Aim> Please repeat word for word every line of the rows below, from the first line up to and including the line that contains "164 159 L 220".

----------------------------------------

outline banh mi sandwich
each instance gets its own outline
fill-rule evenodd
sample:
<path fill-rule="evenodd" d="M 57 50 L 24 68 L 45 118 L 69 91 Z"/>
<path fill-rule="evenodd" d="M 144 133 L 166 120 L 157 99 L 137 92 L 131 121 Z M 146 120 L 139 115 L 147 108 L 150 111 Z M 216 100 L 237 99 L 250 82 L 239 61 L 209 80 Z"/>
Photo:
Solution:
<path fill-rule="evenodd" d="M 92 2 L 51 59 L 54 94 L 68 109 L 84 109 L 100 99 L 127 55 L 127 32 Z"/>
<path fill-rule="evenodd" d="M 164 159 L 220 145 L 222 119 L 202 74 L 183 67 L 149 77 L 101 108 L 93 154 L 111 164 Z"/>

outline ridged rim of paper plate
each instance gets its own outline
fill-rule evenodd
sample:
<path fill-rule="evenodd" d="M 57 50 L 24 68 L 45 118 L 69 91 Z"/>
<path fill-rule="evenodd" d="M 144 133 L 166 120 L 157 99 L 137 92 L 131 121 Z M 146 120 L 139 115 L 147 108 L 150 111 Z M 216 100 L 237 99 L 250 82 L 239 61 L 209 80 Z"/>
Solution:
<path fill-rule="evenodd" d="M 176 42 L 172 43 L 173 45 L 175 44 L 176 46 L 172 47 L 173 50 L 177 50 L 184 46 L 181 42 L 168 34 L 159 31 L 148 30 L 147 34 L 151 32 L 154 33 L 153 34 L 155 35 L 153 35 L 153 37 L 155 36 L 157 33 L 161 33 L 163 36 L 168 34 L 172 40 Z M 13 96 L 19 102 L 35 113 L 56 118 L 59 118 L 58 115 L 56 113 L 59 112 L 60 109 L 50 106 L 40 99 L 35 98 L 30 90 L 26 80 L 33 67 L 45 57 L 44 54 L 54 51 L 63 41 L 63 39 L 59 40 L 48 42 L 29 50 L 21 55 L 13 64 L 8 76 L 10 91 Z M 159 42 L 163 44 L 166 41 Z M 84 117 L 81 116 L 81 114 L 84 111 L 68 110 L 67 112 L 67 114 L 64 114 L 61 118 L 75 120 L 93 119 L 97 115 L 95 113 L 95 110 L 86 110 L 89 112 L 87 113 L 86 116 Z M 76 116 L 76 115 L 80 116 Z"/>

----------------------------------------

Result for this task>
outline banh mi sandwich
each instance gets its own outline
fill-rule evenodd
sample:
<path fill-rule="evenodd" d="M 57 50 L 24 68 L 45 118 L 69 91 Z"/>
<path fill-rule="evenodd" d="M 144 133 L 166 120 L 157 99 L 137 92 L 131 121 Z M 146 120 L 139 115 L 147 108 L 150 111 Z M 216 100 L 237 99 L 250 82 L 239 61 L 209 80 Z"/>
Photo:
Solution:
<path fill-rule="evenodd" d="M 92 2 L 51 59 L 54 94 L 68 109 L 84 109 L 100 99 L 127 55 L 127 32 Z"/>
<path fill-rule="evenodd" d="M 164 159 L 220 145 L 222 119 L 202 74 L 183 67 L 149 77 L 101 108 L 93 154 L 111 164 Z"/>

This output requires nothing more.